Copy out every line of the records below, requests included, scaling each pixel coordinate in the answers by 1.6 and rounding to whole numbers, with halves rounded up.

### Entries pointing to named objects
────────────────

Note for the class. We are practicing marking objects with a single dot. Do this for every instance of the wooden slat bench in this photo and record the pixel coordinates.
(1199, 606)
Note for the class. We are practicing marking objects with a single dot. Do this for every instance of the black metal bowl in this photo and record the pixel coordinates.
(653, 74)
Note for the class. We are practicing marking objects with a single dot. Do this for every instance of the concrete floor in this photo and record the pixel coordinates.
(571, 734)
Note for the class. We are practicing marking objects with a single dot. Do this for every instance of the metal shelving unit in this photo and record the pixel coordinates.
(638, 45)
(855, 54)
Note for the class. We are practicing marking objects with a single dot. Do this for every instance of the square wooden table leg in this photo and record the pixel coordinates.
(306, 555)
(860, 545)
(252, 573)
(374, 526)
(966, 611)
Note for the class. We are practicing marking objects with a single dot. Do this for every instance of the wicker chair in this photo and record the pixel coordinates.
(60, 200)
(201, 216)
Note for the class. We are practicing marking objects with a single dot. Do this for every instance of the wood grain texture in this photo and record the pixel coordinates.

────────────────

### Written response
Note for the class. We are practicing marking objects with a single dot. Do this for every instance of the wooden slat bench in this photo and record the pixel coordinates.
(1918, 970)
Note for the class. We are practicing marking objects with a single dot. Do this for every instance of the black metal bowl in this photo and record the pixel coordinates.
(1045, 118)
Note for the class. We are practicing marking objects with a single dot. Do this for every instance of the concrete floor in this photo and record the pixel coordinates.
(914, 1174)
Note for the class. We are practicing marking objects with a single dot. Do this for every instance of the metal shelving unit in this photo and record the pixel coordinates.
(1021, 72)
(1368, 86)
Note for the class. We are practicing marking objects with a single dot. Do this for every instance of the square wooden table leg in this photo and record the pixel coordinates.
(490, 888)
(1376, 872)
(403, 917)
(598, 842)
(1546, 978)
Note for the class. We are practicing marking objects with a single dot. Do this for every instance of the wicker chair in this photo and record the pixel coordinates.
(96, 320)
(322, 346)
Note for the class. We are practicing marking objects with a single dot. Do this for every instance of the wood grain texture in this photo and record the pixel coordinates.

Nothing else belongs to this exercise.